Text shown Block Start

Richard M. Stone, MD: If, by maintenance, you mean low-dose therapy after high-dose therapy is completed, I would say the answer is “no.” At the moment, we don’t really have strong data to support that. There have been some data from your institution that azacitidine maintenance may have a role, but I haven’t been convinced by that. There were data from a CALGB trial that Bill Blum just published about decitabine maintenance. It wasn’t randomized. It didn’t seem to make a huge difference compared to historical control. So, I’m not yet excited about maintenance.

Elias Jabbour, MD: So, if they’re somebody who’s young who doesn’t have a donor, and you infused them with 3+7 high-dose Ara-C consolidation, they are MRD-positive, and you don’t have a transplant option.

Richard M. Stone, MD: Well, first of all, everybody is a transplant option.

Elias Jabbour, MD: Well, you have haploid transplantation.

Richard M. Stone, MD: You’ve got haploid transplants; you can do core blood. And if I’m really concerned—again, I don’t use MRD yet—but if they have bad disease features, as was outlined earlier, I would send them for transplant.

Text shown Block End
Supplied entries Block Start

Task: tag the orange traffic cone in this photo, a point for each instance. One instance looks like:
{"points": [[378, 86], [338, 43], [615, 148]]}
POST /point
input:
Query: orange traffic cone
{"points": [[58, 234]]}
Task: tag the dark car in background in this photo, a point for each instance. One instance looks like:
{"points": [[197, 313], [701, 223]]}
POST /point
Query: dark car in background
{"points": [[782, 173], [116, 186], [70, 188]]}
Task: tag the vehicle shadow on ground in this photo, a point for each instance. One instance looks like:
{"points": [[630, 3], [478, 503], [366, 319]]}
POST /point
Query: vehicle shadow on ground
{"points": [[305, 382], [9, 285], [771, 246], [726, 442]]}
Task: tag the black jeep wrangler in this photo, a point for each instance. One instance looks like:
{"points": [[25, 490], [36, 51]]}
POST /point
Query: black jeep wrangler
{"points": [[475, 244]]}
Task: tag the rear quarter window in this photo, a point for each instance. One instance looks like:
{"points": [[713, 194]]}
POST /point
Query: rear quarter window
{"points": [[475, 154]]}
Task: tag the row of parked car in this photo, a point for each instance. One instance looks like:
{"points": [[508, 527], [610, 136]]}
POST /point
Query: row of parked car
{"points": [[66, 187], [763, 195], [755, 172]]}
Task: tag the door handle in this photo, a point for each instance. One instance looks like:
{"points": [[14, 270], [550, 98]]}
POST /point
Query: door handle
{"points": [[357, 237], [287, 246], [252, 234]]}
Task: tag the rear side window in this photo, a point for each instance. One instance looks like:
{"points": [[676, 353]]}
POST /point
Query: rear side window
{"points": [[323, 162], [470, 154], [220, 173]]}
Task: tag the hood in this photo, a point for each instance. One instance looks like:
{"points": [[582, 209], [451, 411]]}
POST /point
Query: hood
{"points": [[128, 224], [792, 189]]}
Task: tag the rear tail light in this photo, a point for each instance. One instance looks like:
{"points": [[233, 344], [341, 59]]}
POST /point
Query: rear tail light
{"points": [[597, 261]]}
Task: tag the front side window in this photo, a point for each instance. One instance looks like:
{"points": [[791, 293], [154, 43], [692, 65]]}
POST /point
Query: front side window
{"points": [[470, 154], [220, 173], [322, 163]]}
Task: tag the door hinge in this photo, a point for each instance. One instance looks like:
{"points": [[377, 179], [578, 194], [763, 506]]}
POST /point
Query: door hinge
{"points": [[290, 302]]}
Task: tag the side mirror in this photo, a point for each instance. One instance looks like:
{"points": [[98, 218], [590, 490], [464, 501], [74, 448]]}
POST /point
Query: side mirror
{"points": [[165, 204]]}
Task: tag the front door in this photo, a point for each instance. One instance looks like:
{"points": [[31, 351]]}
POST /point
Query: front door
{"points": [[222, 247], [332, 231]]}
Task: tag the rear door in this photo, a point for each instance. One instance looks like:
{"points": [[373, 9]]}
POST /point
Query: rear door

Supplied entries Block End

*Work instruction 1*: In the discussion on maintenance therapy, who published the CALGB trial data on decitabine maintenance?
*Work instruction 2*: Return, word for word, the part of the discussion on maintenance therapy starting at "Richard M. Stone, MD: If, by" and ending at "excited about maintenance.".

*Exercise response 1*: Bill Blum

*Exercise response 2*:
Richard M. Stone, MD: If, by maintenance, you mean low-dose therapy after high-dose therapy is completed, I would say the answer is “no.” At the moment, we don’t really have strong data to support that. There have been some data from your institution that azacitidine maintenance may have a role, but I haven’t been convinced by that. There were data from a CALGB trial that Bill Blum just published about decitabine maintenance. It wasn’t randomized. It didn’t seem to make a huge difference compared to historical control. So, I’m not yet excited about maintenance.